- Theatrical release poster
- Directed by: William Witney
- Written by: Richard DeLong Adams
- Produced by: Roger and Gene Corman
- Starring: Jim Brown Christopher George
- Cinematography: Rosalío Solano
- Edited by: Barbara Pokras Tom Walls
- Music by: Les Baxter
- Production company: The Corman Company
- Distributed by: United Artists
- Release date: September 1973 (U.S.);
- Running time: 89 minutes
- Country: United States
- Language: English

= I Escaped from Devil's Island =

1973 film by William Witney

I Escaped from Devil's Island is a 1973 exploitation film about an escape attempt from Devil's Island. Roger Corman and Gene Corman produced this grim adventure saga which was made to cash in on the release of Papillon.

==Plot summary==

Prison life on Devil's Island is no picnic so fellow prisoners Le Bras (Jim Brown) and Davert (Christopher George) escape. Along their escape route, they encounter submissive native women and a colony of lepers.

==Cast==
- Jim Brown as Le Bras
- Christopher George as Davert (credited as Chris George)
- Richard Ely as Joe "Jo-Jo" (credited as Rick Ely)
- James Luisi as Dazzas
- Paul Richards as Major Marteau
- Richard Rust as Sergeant Zamorra
- Bob Harris as The Barber (credited as Roland 'Bob' Harris)
- Jan Merlin as Rosenquist
- Robert Phillips as Blassier
- Stephen Whittaker as Leper Count
- Eduardo Rosas López as Sergeant Brescano
- Jonathan Dodge as Lieutenant Duplis
- Quintín Bulnes as Sergeant Grizzoni
- Gabriella Rios as Indian Girl
- Ana De Sade as Bedalia

==Production==
Jim Brown was signed to make the film in December 1972.

Martin Scorsese says that Roger Corman offered him the chance to direct the film following Boxcar Bertha. "The idea was if you shoot it fast enough, you could release the film before Papillon," he said. "I was still very keen on genre films." However Scorsese decided to make Mean Streets instead. He says he had been talked out of doing exploitation films by his friend and colleague John Cassavetes who urged Scorsese to make something more personal. (Corman also offered Scorsese The Arena and the director turned that down as well.)

William Witney directed instead. Filming started in April 1973 in Acapulco. During filming, Witney's wife died of throat cancer.

The producers of the similar film Papillon (1973) sued for copyright infringement but were unsuccessful.

==Reception==
Quentin Tarantino was an admirer of the film with a script that is "both entertaining and rather complex" and lead characters that "are refreshingly complicated and three dimensional" and a fresh "exploration of the societal dynamics of the community that the island prisoners exist in" in particular The Fancy Boys who "aren’t presented the way the queer population is usually depicted in novels about Alcatraz or other prison-set seventies adventures... [they] hold their own respected status inside of the island convict community without degradation. They’re respected both as individuals and as the group they represent. And are coveted objects of desire among the convict population."

==Video Release==
Shout Factory released I Escaped from Devil's Island on DVD and Blu-ray on July 15, 2014.

[Referring expression pointing data]
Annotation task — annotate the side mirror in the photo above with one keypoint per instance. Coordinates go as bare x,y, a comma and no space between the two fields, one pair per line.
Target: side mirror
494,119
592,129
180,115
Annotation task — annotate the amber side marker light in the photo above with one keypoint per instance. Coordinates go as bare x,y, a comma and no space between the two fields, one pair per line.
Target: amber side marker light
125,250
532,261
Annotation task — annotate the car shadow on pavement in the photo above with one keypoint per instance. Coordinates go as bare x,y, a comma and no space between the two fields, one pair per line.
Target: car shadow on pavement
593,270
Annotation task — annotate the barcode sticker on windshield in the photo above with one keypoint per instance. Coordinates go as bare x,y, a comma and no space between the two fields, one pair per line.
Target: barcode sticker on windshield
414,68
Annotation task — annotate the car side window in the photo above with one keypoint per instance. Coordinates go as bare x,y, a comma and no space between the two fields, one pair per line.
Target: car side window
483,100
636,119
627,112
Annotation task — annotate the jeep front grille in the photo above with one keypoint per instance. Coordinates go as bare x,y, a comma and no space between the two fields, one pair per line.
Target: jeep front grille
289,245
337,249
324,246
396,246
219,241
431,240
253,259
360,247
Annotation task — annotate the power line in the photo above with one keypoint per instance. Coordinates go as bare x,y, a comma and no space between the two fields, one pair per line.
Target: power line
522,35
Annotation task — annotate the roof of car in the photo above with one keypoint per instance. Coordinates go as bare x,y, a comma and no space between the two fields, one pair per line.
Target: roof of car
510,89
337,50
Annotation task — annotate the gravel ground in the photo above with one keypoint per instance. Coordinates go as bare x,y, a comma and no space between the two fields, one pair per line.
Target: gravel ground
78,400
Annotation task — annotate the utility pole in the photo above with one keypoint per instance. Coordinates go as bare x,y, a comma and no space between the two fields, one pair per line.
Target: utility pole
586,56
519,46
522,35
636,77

Things to do ::
A - Based on the article about I Escaped from Devil's Island, decide whether each statement agrees with it: (i) Jim Brown was signed for the film in December 1972; (ii) the producers of Papillon won their copyright infringement suit; (iii) the film runs 95 minutes.
B - In the film article, rewrite everything from "Martin Scorsese says" down to "of throat cancer.", swapping "Acapulco" for "Mazatlán".
C - According to the film article, when did Shout Factory release the film on DVD and Blu-ray?
The entries form separate material and are not part of the film article.

Answers ::
A -
(i) Yes: "Jim Brown was signed to make the film in December 1972."
(ii) No: "The producers of the similar film Papillon (1973) sued for copyright infringement but were unsuccessful."
(iii) No: "Running time: 89 minutes"

B -
Martin Scorsese says that Roger Corman offered him the chance to direct the film following Boxcar Bertha. "The idea was if you shoot it fast enough, you could release the film before Papillon," he said. "I was still very keen on genre films." However Scorsese decided to make Mean Streets instead. He says he had been talked out of doing exploitation films by his friend and colleague John Cassavetes who urged Scorsese to make something more personal. (Corman also offered Scorsese The Arena and the director turned that down as well.)

William Witney directed instead. Filming started in April 1973 in Mazatlán. During filming, Witney's wife died of throat cancer.

C - July 15, 2014.